▶ _Text to read_:
__________
Dictionary containing empirical rates with structure: - ‘marginal’: Marginal rates across all samples - ‘class_0’: Rates for class 0 samples only - ‘class_1’: Rates for class 1 samples only Each containing: - ‘singleton_rate’: Fraction of samples with singleton predictions - ‘doublet_rate’: Fraction of samples with doublet predictions - ‘abstention_rate’: Fraction of samples with abstention (empty set) - ‘singleton_error_rate’: Fraction of singleton predictions that are incorrect - ‘n_samples’: Number of samples in this group - ‘n_singletons’: Number of singleton predictions - ‘n_doublets’: Number of doublet predictions - ‘n_abstentions’: Number of abstentions

Return type:

dict

Examples

>>> import numpy as np
>>> from ssbc import evaluate_test_dataset
>>>
>>> # Generate test data
>>> test_labels = np.array([0, 0, 1, 1, 0])
>>> test_probs = np.array([
...     [0.8, 0.2],  # High confidence class 0
...     [0.6, 0.4],  # Medium confidence class 0
...     [0.3, 0.7],  # High confidence class 1
...     [0.4, 0.6],  # Medium confidence class 1
...     [0.5, 0.5],  # Uncertain
... ])
__________
▶ _Exercise tasks_:
**A)** Please sum up the empirical-rates documentation above in two sentences.
**B)** Pick up the empirical-rates documentation after its last line and carry on writing it.

▶ _Collected data_:
__________
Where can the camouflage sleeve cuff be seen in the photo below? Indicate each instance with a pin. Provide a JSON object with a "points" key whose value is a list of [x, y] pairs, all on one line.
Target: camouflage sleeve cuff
__________
▶ _The responses_:
**A)** The returned object is a dict of empirical rates with marginal, class 0, and class 1 entries, each giving the singleton, doublet, abstention, and singleton error rates together with the counts of samples, singletons, doublets, and abstentions. An example imports numpy and evaluate_test_dataset from ssbc and sets up labels and class probabilities for five test samples.

**B)**
>>>
>>> # Evaluate with thresholds
>>> results = evaluate_test_dataset(test_labels, test_probs, 0.3, 0.3)
>>> print(f"Marginal singleton rate: {results['marginal']['singleton_rate']:.3f}")
>>> print(f"Class 0 singleton rate: {results['class_0']['singleton_rate']:.3f}")

Notes

This function is useful for: - Evaluating conformal prediction performance on test data - Comparing empirical rates to theoretical bounds - Computing operational statistics for reporting - Validating that thresholds work as expected

The function builds prediction sets using the Mondrian approach: - For each sample, include class 0 if score_0 <= threshold_0 - For each sample, include class 1 if score_1 <= threshold_1 - Where score_k = 1 - P(class=k)